Render the lines below as a Markdown table with two columns, Row and Line, giving each non-blank line its sequential number and omitting blank lines. Exclude the pictures from the output.

--- BEGIN Dataset excerpts ---

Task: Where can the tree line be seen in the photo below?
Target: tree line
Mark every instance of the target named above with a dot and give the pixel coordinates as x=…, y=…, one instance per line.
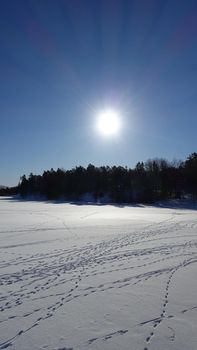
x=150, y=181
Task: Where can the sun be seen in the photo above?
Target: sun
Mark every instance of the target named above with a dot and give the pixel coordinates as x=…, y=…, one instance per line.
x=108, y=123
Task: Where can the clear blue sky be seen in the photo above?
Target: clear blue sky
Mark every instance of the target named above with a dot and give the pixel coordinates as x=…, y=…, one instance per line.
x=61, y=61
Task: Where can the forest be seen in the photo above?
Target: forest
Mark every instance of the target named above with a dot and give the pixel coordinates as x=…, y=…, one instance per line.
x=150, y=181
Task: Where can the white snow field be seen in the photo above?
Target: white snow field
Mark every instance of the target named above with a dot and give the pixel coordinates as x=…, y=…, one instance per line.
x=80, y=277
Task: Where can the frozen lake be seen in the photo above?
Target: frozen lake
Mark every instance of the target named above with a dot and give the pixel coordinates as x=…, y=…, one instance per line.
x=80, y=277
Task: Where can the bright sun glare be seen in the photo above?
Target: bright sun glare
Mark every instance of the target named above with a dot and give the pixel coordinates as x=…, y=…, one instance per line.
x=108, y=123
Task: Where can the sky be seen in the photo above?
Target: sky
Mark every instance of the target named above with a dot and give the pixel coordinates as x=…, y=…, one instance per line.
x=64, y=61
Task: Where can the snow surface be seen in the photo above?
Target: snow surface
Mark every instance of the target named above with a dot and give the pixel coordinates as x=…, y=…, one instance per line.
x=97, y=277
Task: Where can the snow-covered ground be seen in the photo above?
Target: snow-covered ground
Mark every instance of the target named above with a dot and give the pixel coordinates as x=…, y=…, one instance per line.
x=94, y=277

--- END Dataset excerpts ---

▶ **Exercise output**:
| Row | Line |
|---|---|
| 1 | Task: Where can the tree line be seen in the photo below? |
| 2 | Target: tree line |
| 3 | Mark every instance of the target named above with a dot and give the pixel coordinates as x=…, y=…, one instance per line. |
| 4 | x=150, y=181 |
| 5 | Task: Where can the sun be seen in the photo above? |
| 6 | Target: sun |
| 7 | Mark every instance of the target named above with a dot and give the pixel coordinates as x=…, y=…, one instance per line. |
| 8 | x=108, y=123 |
| 9 | Task: Where can the clear blue sky be seen in the photo above? |
| 10 | Target: clear blue sky |
| 11 | Mark every instance of the target named above with a dot and give the pixel coordinates as x=…, y=…, one instance per line. |
| 12 | x=61, y=61 |
| 13 | Task: Where can the forest be seen in the photo above? |
| 14 | Target: forest |
| 15 | Mark every instance of the target named above with a dot and give the pixel coordinates as x=…, y=…, one instance per line. |
| 16 | x=150, y=181 |
| 17 | Task: Where can the white snow field be seen in the photo above? |
| 18 | Target: white snow field |
| 19 | Mark every instance of the target named above with a dot and give the pixel coordinates as x=…, y=…, one instance per line. |
| 20 | x=80, y=277 |
| 21 | Task: Where can the frozen lake be seen in the photo above? |
| 22 | Target: frozen lake |
| 23 | Mark every instance of the target named above with a dot and give the pixel coordinates as x=…, y=…, one instance per line. |
| 24 | x=80, y=277 |
| 25 | Task: Where can the bright sun glare be seen in the photo above? |
| 26 | Target: bright sun glare |
| 27 | Mark every instance of the target named above with a dot and give the pixel coordinates as x=…, y=…, one instance per line. |
| 28 | x=108, y=123 |
| 29 | Task: Where can the sky be seen in the photo above? |
| 30 | Target: sky |
| 31 | Mark every instance of the target named above with a dot and give the pixel coordinates as x=…, y=…, one instance per line. |
| 32 | x=64, y=61 |
| 33 | Task: Where can the snow surface be seen in the photo above? |
| 34 | Target: snow surface |
| 35 | Mark every instance of the target named above with a dot and give the pixel coordinates as x=…, y=…, one instance per line. |
| 36 | x=97, y=277 |
| 37 | Task: Where can the snow-covered ground be seen in the photo above? |
| 38 | Target: snow-covered ground |
| 39 | Mark every instance of the target named above with a dot and give the pixel coordinates as x=…, y=…, one instance per line. |
| 40 | x=94, y=277 |